◆ **Excerpted text**:
________________________________________
# Add a third DNS and MX information



## bradwhitfield (Jan 30, 2012)

I work for a company who does web hosting for clients using FreeBSD 8. We have recently added a third offsite DNS for more fault tolerance. Any website that we have hosted since we added the new DNS has all three listed. Anything before currently has just the original two.

Basically, I was wondering if there is a way to automate the process of adding the new DNS and MX information to every site that we hosted before the new DNS server was added? Or am I stuck editing each sites' information one at a time?

If you need anymore information, please let me know.
Any reply is greatly appreciated.

Thanks!


----------



## gkontos (Jan 30, 2012)

The 3rd DNS server should be able to pick all your sites once they are added to the master.

Your main problem is that this DNS server has to be declared for every domain which is something that only a registrar can do and usually it requires end user intervention.
________________________________________
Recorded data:
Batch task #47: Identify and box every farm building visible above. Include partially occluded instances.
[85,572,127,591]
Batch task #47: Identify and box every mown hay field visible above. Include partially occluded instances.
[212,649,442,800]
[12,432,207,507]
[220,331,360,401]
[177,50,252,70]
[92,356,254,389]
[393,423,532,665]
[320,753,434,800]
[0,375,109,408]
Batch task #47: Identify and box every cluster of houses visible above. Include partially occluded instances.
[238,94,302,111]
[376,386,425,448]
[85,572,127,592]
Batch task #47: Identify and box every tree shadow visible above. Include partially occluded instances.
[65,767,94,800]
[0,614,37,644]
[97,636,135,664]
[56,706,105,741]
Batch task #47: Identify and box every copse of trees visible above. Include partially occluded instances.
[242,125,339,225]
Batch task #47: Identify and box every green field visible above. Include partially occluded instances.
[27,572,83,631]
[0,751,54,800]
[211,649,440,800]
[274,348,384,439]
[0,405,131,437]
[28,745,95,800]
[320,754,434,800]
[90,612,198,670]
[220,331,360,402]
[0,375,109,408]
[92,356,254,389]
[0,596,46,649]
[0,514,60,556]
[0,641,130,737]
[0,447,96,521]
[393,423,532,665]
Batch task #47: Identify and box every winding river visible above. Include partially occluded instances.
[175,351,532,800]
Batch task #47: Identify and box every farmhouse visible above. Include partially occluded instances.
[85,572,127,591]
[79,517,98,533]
________________________________________
◆ **Short exercise**: In the DNS forum thread, what operating system does the company use to host client websites?

◆ **Solution to this task**: FreeBSD 8